> Ejercicios por completar
**a)** Reescribe el texto sobre la crianza y la violencia, empezando en "Entre la violencia" y terminando en "siendo parte de ella.", y cambia "violencia" por "agresión".
**b)** Prolonga el texto sobre la crianza y la violencia a partir de su última oración.

> Texto proporcionado
No puedo controlar ni decidir acerca de las situaciones sociales y políticas atroces que ocurren en mi país. Pero sí puedo y debo contenerme emocionalmente y después a mis hijos. No puedo tener injerencia en lo que otros padres les dejan ver y les enseñan a sus hijos, pero sí puedo escuchar a los míos y ver qué sienten al respecto de esa “información”. Yo estoy a cargo de la educación de mis hijos en un mundo incierto, violento, peligroso, vertiginoso y confuso. Pero ese mundo es mi mundo, y es el mundo que no sólo me toca vivir sino el mundo que yo he hecho. Depende de mí preparar el mundo interno de mis hijos, enseñarles a entender sus emociones, acompañarlos en sus juicios del bien y del mal, formarles un criterio, o por lo menos modelarlo. Mi impotencia se vuelve entonces una posibilidad y una muy buena posibilidad.

Entre la violencia del mundo exterior y las consecuencias de ellas en mi mundo interior median las interpretaciones que hago de esa violencia, en mi espacio transicional, en mi espacio psíquico. No puedo desconocer la violencia externa y pensar que no existe o que no va a tocarme: refugiarme de ella. Puedo pensarla y adolecerla, llorar, indignarme y hacer algo vital con ella, pero tengo que apropiarme de ella y comprometerme con mi comunidad para no ser parte de ella. Si la desconozco y no me apropio de ella, NO LA RECONOZCO EN MÍ, la echo fuera y estoy siendo parte de ella.

Cada uno tenemos nuestra historia personal con las pérdidas y el duelo. Cómo las hemos librado en el pasado hará de modelo para cómo las enfrentamos hoy. Pérdida: sorpresa, tristeza, desesperanza, indignación, rabia, negación, culpa, angustia. Cuando nos angustiamos le echamos la culpa a alguien. Cuando nos angustiamos, propagamos la angustia y la multiplicamos porque no la contenemos en nuestro interior. Cuando nos angustiamos nos sentimos impotentes y a veces negamos los sucesos. Cuando nos angustiamos ponemos las cosas de tal manera que nos engañamos diciéndonos que: “A nosotros no nos va a pasar eso”, “El otro tuvo la culpa de que le pasara”.

Como adultos, somos responsables de nuestras desilusiones y decepciones en el mundo. Nos toca, lidiar con ellas en nuestro fuero interno y darles la oportunidad a nuestros hijos de creer en algo y de tener ilusiones por la vida.

  • ¿Acaso hija debo protegerte de mí?
  • Sí. Protegerte de mi desilusión, de mi rabia y mi dolor, de mi propia violencia y las ganas de terminar de tajo con este esfuerzo constante de vivir y de darte una buena vida cuando yo me siento sola. Protegerte de mis ansias filicidas que siempre debo tener presentes, de mis ganas de ser yo la niña indefensa que espera que alguien venga a protegerla. Porque yo soy ahora la madre, la mujer adulta, la responsable y la que puede acompañarte para construir tu mundo interno en ciernes.

> Contenido del conjunto
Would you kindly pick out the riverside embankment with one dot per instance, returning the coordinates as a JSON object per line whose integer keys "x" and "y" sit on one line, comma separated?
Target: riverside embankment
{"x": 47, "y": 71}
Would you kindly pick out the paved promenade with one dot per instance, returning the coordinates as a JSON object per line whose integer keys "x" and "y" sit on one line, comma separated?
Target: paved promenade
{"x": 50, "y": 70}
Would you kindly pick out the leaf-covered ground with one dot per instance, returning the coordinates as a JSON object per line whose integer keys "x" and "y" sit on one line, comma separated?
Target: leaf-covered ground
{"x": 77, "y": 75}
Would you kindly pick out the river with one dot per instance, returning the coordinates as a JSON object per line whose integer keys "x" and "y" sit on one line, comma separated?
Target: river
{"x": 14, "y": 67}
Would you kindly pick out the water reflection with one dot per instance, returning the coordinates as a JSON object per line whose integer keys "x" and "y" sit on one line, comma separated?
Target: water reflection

--

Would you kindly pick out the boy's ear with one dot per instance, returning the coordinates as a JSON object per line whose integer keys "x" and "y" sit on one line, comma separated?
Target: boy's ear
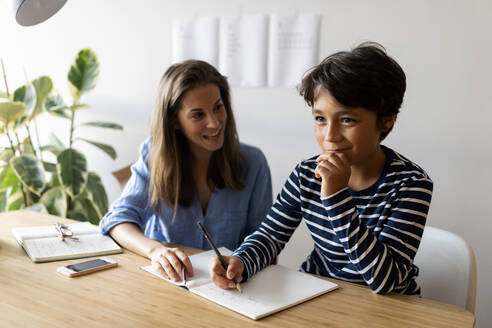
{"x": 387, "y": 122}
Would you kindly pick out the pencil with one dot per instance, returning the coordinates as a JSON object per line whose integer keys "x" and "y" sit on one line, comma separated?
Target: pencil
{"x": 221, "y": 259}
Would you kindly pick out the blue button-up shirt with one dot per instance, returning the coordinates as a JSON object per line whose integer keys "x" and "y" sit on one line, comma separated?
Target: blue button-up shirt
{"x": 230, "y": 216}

==

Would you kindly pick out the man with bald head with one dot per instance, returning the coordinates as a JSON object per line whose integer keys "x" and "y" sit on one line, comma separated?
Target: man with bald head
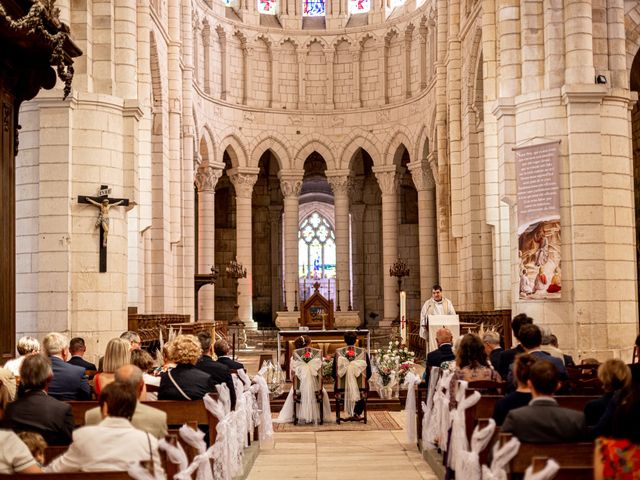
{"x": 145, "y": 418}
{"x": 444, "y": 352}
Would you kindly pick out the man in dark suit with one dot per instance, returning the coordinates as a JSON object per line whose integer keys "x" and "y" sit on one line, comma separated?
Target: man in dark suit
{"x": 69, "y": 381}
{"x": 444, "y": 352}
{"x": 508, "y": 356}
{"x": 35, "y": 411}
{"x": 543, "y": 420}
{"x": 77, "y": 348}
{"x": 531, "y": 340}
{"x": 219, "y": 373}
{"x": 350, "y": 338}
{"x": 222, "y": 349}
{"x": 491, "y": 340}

> Respuestas a ejercicios
**a)**
Entre la agresión del mundo exterior y las consecuencias de ellas en mi mundo interior median las interpretaciones que hago de esa agresión, en mi espacio transicional, en mi espacio psíquico. No puedo desconocer la agresión externa y pensar que no existe o que no va a tocarme: refugiarme de ella. Puedo pensarla y adolecerla, llorar, indignarme y hacer algo vital con ella, pero tengo que apropiarme de ella y comprometerme con mi comunidad para no ser parte de ella. Si la desconozco y no me apropio de ella, NO LA RECONOZCO EN MÍ, la echo fuera y estoy siendo parte de ella.

**b)**
Los que todavía tenemos el privilegio de poder hacer la función de protectores del mundo interno de nuestros niños, tenemos mucho trabajo que hacer viviendo en este país y en este mundo. Justo en estos tiempos tenemos que sacar de nuestro corazón la fuerza, el aplomo y la ternura para hacer cimientos de un nuevo territorio. Debemos oponer resistencia por más agotador que esto sea. El día de mañana estarán solos, con ellos mismos, con sus emociones y su criterio ante un mundo difícil. El modo en que hoy los enseñemos a entenderse y a interpretar el mundo que los rodea será el molde de mañana. Démosles las únicas herramientas que tenemos a nuestra disposición: nuestra responsabilidad y devoción parental.

Referencias Bibliográficas:

  • Arendt, H., (1974) “Los orígenes del Totalitarismo”, 1951. Taurus: Madrid.
  • Freud, S., (1996) “El porqué de la guerra” (1932). Amorrortu, Obras Completas: Buenos Aires., Vol. 22.
  • Freud, S., (1996) “El Porvenir de una Ilusión” (1927), Amorrortu, Obras Completas: Buenos Aires, Vol. 21.
  • Green, A., (1986) “Narcisismo de vida y de muerte”. Amorrortu: Argentina.
  • Kristeva, J., (1998) “Poderes de la Perversión”, 1980. Siglo XXI: México.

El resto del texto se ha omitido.